### Instrucciones
Prolonga el relato sobre el miedo y el sonido del baño a partir de su última oración.

### Fragmento
○ ○ ○ ○ ○ ○ ○

En una ocasión, caminaba por una calle de mi ciudad, cuando un hombre de aspecto dudoso se detuvo a mi lado. Me dio una mirada larga y un poco inquietante. El miedo me recorrió como un latigazo de energía, pero por alguna razón, contuve mi inmediata instinto de alejarme y continúe de pie a su lado, tachándome de irracional y paranoica. El hombre no dejó de mirarme hasta que finalmente cruzó la calle. Con el corazón latiéndome lo miré alejarse, sin saber que me había provocado tanto terror. El hombre no había hecho ningún gesto amenazante y se había mantenido a una distancia más o menos segura desde donde me encontraba. Un rato después, mientras entraba a una de las Estaciones de Metro cercanas, escuché gritos y alboroto: una chica había sufrido un asalto unos cuantos metros más allá. Cuando uno de los testigos describió a gritos al atracador, me recorrió un escalofrío cuando reconocí al hombre que había visto antes.
- El ser humano es el único mamífero que se resiste a escuchar su instinto de autopreservación — me dice Luis, con una pequeña carcajada. Nos encontramos en mi baño y lleva largo rato abriendo y cerrando las llaves de agua, probando las puertas, la manera como funciona el inodoro — cualquier otro animal lo obedece ciegamente. El hombre aprendió a reprimirse hasta controlarlo. Y tal vez por ese motivo, ahora no puede reconocerlo ni tampoco comprenderlo a cabalidad. Pero el miedo es la forma como tu cuerpo te señala el riesgo. Escucharlo, la mayoría de las veces es sano.
Recuerdo todas las historias sobre la cobardía y la valentía que he escuchado. Pareciera que la especie humana se mira así misma como cierta autosuficiencia y arrogancia, y el miedo representa una debilidad que no es completamente admisible en nuestra manera de comprender el mundo. Luis se encoge de hombros, como si el tema le trajera sin cuidado.
- No hay valientes ni cobardes. Hay diferentes reacciones a un mismo estimulo — me dice — por ese motivo escucho a todos los que me llaman con igual respeto. Si algo te produjo temor es real. Es real para ti y te produjo un tipo de reacción coherente, física y evidente. ¿Que le llamas fantasma? ¿Que le llamas sonido inexplicable? Eso ya forma parte de tu manera de razonar y comprender tus propias reacciones, pero eso no es malo ni bueno. Es simplemente una opinión. Lo real, lo incontestable es el miedo.
Súbitamente, el mismo sonido que me aterrorizó la noche anterior me sobresalta. Carece de la nota desconcertante y un poco espeluznante que tenía en mitad de la noche: Es un sonido mecánico, repetitivo, que se repiquetea en el baño como un eco desordenado. Miro a Luis que inclinado sobre el tubo de respiración del baño sonríe triunfante. El sonido parece provenir directamente de la rejilla de la respirador.

○ ○ ○ ○ ○ ○ ○

### Datos registrados
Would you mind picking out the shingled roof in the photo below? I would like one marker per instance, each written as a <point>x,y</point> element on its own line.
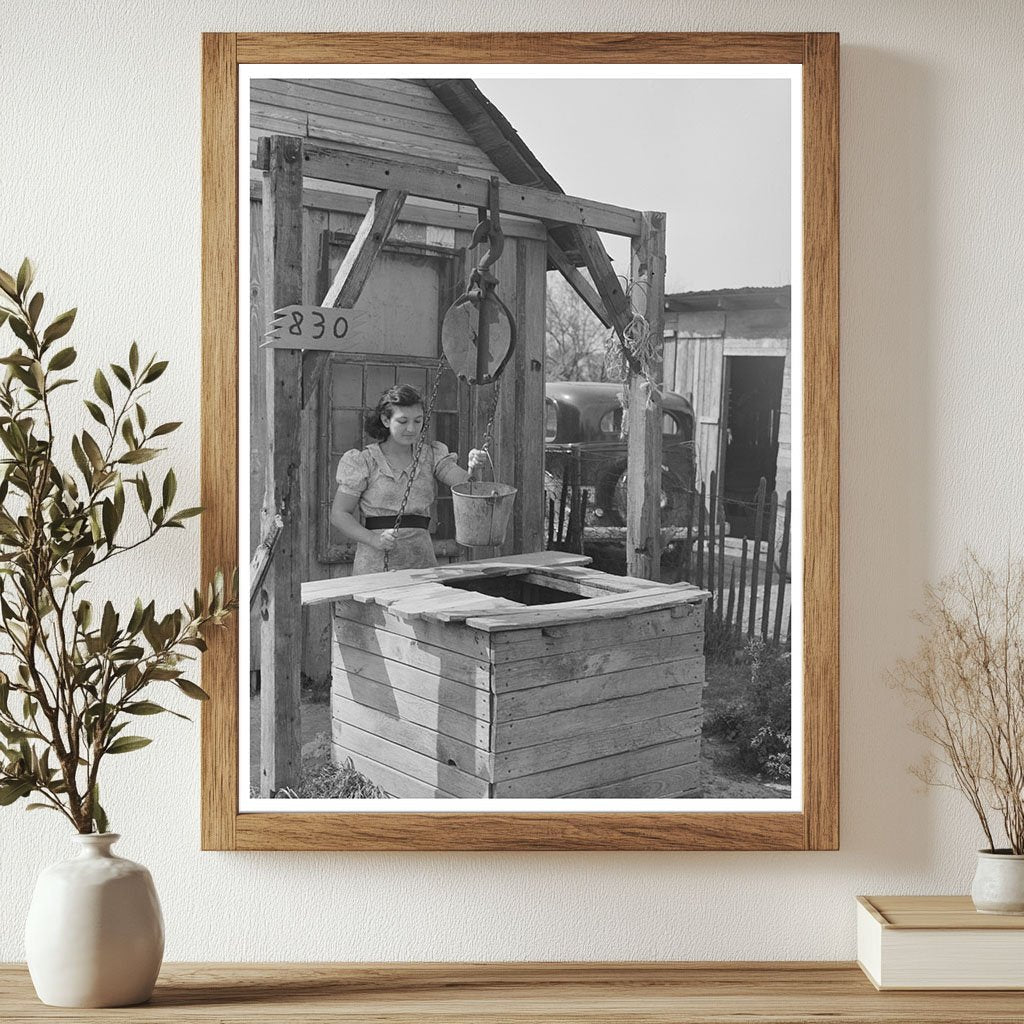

○ ○ ○ ○ ○ ○ ○

### Respuesta
- Ya encontré a tu fantasma — me dice entre risas — es aterrorizante.
Me muestra un puñado de revistas húmedas y destrozadas que al parecer, cayeron desde algún piso vecino por el ducto de cemento. Las hojas se enredaron en las aspas del pequeño ventilador del conducto y cuando este empezó a funcionar a mitad de la noche en su acostumbrado ritmo, produjo el curioso sonido que tanto me aterrorizó. Desconcertada, pienso de nuevo en la escena nocturna, en la sensación de vulnerabilidad. En la forma como logró no sólo que me sintiera débil y abrumada, sino en esa profunda angustia que me mantuvo despierta. Luis me escucha con una expresión comprensiva.
- El miedo no se controla y esa es otra de sus características. El es tan natural, espontáneo y potente como una crisis de carcajadas y lágrimas — me comenta — te aturde y luego te prepara para una lucha imaginaria. ¿Cómo explicas un proceso físico tan complejo? No tengo dudas que durante siglos, lo que creo a los fantasmas fue el temor. Así de simple como suena: lo que recordamos al día siguiente es el pánico incontrolable, esa blanca sensación de angustia que nos sofoca.
La idea me deja un poco preocupada. Miro a Luis que limpia las astas del ventilador con un paño seco. Todo parece tan evidente bajo la luz del sol, tan concreto. ¿Tan simple es nuestro temor? ¿Nuestra necesidad de comprendernos como un organismo vivo que necesita auto preservarse? Luis se encoje de hombros cuando se lo pregunto.
- Seguro que no — dice. Se inclina. Coloca de nuevo el pequeño artefacto. Cuando se enciende el sonido que produce es el conocido zumbido al que nunca había notado estaba acostumbrada — pero sin duda, es el nudo angular de todo lo demás. Pregúntate. ¿Que te produce realmente el miedo? ¿Que hace que seas más consciente de tu cuerpo, tus capacidades y debilidades cuando lo sientes? Allí están todas las respuestas.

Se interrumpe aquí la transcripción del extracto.